** START Data shown **
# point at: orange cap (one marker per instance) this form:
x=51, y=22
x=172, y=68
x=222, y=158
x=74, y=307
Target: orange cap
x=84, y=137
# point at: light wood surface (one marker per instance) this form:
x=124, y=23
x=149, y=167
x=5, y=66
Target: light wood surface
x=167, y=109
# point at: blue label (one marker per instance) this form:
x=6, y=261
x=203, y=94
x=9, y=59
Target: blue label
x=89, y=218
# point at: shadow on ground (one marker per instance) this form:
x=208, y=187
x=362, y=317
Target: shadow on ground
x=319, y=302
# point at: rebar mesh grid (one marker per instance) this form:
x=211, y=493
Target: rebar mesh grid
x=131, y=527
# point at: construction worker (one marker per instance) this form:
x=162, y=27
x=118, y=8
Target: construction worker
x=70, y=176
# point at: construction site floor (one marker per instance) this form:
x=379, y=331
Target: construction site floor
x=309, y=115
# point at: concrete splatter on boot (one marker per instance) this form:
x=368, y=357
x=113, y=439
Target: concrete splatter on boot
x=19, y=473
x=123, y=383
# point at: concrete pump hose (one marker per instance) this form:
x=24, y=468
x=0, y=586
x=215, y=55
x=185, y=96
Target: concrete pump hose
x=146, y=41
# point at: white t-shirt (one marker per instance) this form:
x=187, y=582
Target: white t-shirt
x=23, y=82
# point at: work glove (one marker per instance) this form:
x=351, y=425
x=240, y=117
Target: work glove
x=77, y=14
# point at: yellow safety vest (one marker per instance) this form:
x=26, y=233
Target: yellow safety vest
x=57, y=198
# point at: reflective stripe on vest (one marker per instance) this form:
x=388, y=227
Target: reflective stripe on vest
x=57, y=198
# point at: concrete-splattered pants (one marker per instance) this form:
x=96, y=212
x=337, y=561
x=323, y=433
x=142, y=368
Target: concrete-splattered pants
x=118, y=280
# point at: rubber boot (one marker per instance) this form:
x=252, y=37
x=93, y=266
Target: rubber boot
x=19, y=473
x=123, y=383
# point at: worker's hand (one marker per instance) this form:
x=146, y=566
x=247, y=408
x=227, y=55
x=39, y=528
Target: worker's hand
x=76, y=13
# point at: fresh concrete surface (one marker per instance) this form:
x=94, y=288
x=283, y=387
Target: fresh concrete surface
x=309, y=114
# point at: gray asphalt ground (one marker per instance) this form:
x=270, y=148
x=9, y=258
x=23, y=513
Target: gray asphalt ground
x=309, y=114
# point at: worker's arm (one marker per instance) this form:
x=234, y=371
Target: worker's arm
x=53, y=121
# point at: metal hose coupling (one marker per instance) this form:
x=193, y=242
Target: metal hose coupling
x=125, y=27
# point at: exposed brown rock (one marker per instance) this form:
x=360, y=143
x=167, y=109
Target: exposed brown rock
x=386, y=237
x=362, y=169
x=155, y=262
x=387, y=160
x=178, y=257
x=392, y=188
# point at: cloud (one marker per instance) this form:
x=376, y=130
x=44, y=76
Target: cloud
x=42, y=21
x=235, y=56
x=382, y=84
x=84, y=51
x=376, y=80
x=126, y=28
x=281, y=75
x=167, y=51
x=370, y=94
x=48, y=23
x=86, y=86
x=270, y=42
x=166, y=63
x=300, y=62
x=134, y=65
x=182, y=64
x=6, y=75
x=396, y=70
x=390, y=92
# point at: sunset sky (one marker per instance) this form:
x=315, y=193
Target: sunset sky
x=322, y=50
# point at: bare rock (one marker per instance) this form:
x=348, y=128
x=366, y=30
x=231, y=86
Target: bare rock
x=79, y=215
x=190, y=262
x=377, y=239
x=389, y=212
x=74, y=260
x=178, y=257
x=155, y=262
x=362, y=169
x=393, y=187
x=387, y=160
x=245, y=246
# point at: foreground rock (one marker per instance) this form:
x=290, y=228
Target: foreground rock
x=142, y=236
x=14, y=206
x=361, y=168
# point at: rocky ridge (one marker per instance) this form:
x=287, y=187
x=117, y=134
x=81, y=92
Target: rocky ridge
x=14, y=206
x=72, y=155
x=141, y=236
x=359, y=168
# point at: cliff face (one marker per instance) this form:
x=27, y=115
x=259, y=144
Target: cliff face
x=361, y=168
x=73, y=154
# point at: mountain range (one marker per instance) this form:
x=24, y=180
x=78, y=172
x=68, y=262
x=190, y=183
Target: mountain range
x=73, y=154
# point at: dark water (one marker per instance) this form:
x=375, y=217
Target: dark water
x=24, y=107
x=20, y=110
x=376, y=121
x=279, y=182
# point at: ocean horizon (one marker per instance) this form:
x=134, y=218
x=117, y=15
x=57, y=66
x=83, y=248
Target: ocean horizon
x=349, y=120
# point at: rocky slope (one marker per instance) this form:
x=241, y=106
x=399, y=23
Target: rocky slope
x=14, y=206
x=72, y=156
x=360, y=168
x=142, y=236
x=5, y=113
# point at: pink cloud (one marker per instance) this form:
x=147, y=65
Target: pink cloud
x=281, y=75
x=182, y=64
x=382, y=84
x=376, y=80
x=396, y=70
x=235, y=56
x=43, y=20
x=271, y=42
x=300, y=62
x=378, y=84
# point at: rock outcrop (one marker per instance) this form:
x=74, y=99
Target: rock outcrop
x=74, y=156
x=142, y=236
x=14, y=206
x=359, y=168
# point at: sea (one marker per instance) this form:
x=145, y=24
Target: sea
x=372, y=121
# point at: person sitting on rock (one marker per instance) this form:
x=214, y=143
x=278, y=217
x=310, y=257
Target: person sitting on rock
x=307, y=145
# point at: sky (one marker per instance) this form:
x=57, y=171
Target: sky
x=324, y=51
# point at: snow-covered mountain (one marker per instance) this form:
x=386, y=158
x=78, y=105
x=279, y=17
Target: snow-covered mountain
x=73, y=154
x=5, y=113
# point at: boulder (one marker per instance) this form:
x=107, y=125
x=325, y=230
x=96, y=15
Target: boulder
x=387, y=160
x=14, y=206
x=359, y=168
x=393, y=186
** END Data shown **
Stated task: Reproduce all of the lines above exactly as they appear, with no changes.

Reply:
# point at: orange cap (one marker per instance) this form:
x=51, y=22
x=172, y=68
x=222, y=158
x=74, y=307
Target: orange cap
x=84, y=137
# point at: light wood surface (one marker per instance) this form:
x=124, y=23
x=149, y=167
x=5, y=66
Target: light wood surface
x=167, y=109
# point at: blue label (one marker per instance) this form:
x=6, y=261
x=203, y=94
x=9, y=59
Target: blue label
x=89, y=218
# point at: shadow on ground (one marker per instance) this form:
x=208, y=187
x=362, y=317
Target: shadow on ground
x=319, y=302
# point at: rebar mesh grid (one marker per instance) this form:
x=211, y=493
Target: rebar mesh grid
x=131, y=527
# point at: construction worker (one marker per instance) this form:
x=162, y=27
x=118, y=8
Target: construction worker
x=70, y=176
# point at: construction site floor (one marker per instance) this form:
x=379, y=331
Target: construction site floor
x=309, y=115
# point at: concrete splatter on boot (one marker per instance) this form:
x=368, y=357
x=113, y=439
Target: concrete splatter on boot
x=19, y=473
x=123, y=383
# point at: concrete pump hose (one marker per instance) this form:
x=24, y=468
x=0, y=586
x=215, y=55
x=185, y=96
Target: concrete pump hose
x=146, y=41
# point at: white t-shirt (one marker per instance) this form:
x=187, y=582
Target: white t-shirt
x=23, y=82
# point at: work glove (one marker per instance) this form:
x=351, y=425
x=240, y=117
Target: work glove
x=77, y=14
# point at: yellow safety vest (one marker per instance) this form:
x=26, y=233
Target: yellow safety vest
x=57, y=198
# point at: reflective stripe on vest (one marker per instance) this form:
x=388, y=227
Target: reflective stripe on vest
x=57, y=198
# point at: concrete-splattered pants (one marker per instance) this form:
x=96, y=212
x=337, y=561
x=323, y=433
x=142, y=368
Target: concrete-splattered pants
x=118, y=280
# point at: rubber boot (one marker per instance) this form:
x=252, y=37
x=93, y=266
Target: rubber boot
x=19, y=473
x=123, y=383
# point at: worker's hand (one marker per instance) this form:
x=146, y=566
x=247, y=408
x=227, y=55
x=39, y=528
Target: worker's hand
x=76, y=13
# point at: fresh concrete surface (one marker per instance) this form:
x=94, y=288
x=283, y=387
Target: fresh concrete surface
x=309, y=114
# point at: gray asphalt ground (one marker per instance) this form:
x=270, y=148
x=9, y=258
x=23, y=513
Target: gray asphalt ground
x=309, y=114
# point at: worker's arm (one marker per instance) this form:
x=234, y=371
Target: worker's arm
x=53, y=121
# point at: metal hose coupling (one marker per instance) this form:
x=193, y=242
Target: metal hose coupling
x=125, y=27
# point at: exposed brown rock (one marker per instance) this form:
x=360, y=143
x=167, y=109
Target: exposed brown rock
x=386, y=237
x=362, y=169
x=155, y=262
x=387, y=160
x=178, y=257
x=392, y=188
# point at: cloud (one marker per instance) this form:
x=376, y=130
x=44, y=76
Target: cloud
x=42, y=21
x=235, y=56
x=382, y=84
x=84, y=51
x=376, y=80
x=126, y=28
x=281, y=75
x=167, y=51
x=370, y=94
x=48, y=23
x=86, y=86
x=270, y=42
x=166, y=63
x=300, y=62
x=134, y=65
x=182, y=64
x=6, y=75
x=396, y=70
x=390, y=92
# point at: sunset sky (one marker per instance) this form:
x=315, y=193
Target: sunset sky
x=322, y=50
# point at: bare rock (one marker per instance) this form:
x=348, y=128
x=366, y=30
x=231, y=86
Target: bare rock
x=79, y=215
x=190, y=262
x=377, y=239
x=389, y=212
x=74, y=260
x=178, y=257
x=155, y=262
x=362, y=169
x=393, y=187
x=387, y=160
x=245, y=246
# point at: foreground rock (one marker per instance) this form:
x=290, y=228
Target: foreground rock
x=142, y=236
x=14, y=206
x=361, y=168
# point at: rocky ridge (one marker per instance) this form:
x=287, y=187
x=117, y=134
x=81, y=92
Target: rocky ridge
x=14, y=206
x=72, y=155
x=141, y=236
x=359, y=168
# point at: cliff face (one marker per instance) this form:
x=27, y=115
x=259, y=144
Target: cliff face
x=361, y=168
x=73, y=154
# point at: mountain range (one marker per instance) this form:
x=24, y=180
x=78, y=172
x=68, y=262
x=190, y=183
Target: mountain range
x=73, y=154
# point at: dark water (one marker per instance) this form:
x=375, y=217
Target: dark water
x=24, y=107
x=20, y=110
x=376, y=121
x=279, y=182
# point at: ocean horizon (one marker per instance) this form:
x=134, y=218
x=117, y=15
x=57, y=66
x=83, y=248
Target: ocean horizon
x=349, y=120
# point at: rocky slope (one marker per instance) this form:
x=241, y=106
x=399, y=23
Target: rocky slope
x=14, y=206
x=72, y=156
x=360, y=168
x=142, y=236
x=5, y=113
# point at: pink cloud (one marker per instance) this form:
x=147, y=65
Target: pink cloud
x=281, y=75
x=182, y=64
x=382, y=84
x=376, y=80
x=396, y=70
x=235, y=56
x=43, y=20
x=271, y=42
x=300, y=62
x=378, y=84
# point at: rock outcrop (one marker per instance) this form:
x=74, y=99
Target: rock outcrop
x=74, y=156
x=142, y=236
x=14, y=206
x=359, y=168
# point at: sea (one marker per instance) this form:
x=145, y=24
Target: sea
x=372, y=121
# point at: person sitting on rock (one marker per instance) this form:
x=214, y=143
x=278, y=217
x=310, y=257
Target: person sitting on rock
x=307, y=145
# point at: sky (one marker per instance) this form:
x=57, y=171
Target: sky
x=324, y=51
# point at: snow-covered mountain (one marker per instance) this form:
x=386, y=158
x=78, y=105
x=279, y=17
Target: snow-covered mountain
x=73, y=154
x=5, y=113
# point at: boulder (one marker per instance) this form:
x=107, y=125
x=325, y=230
x=96, y=15
Target: boulder
x=387, y=160
x=14, y=206
x=359, y=168
x=393, y=186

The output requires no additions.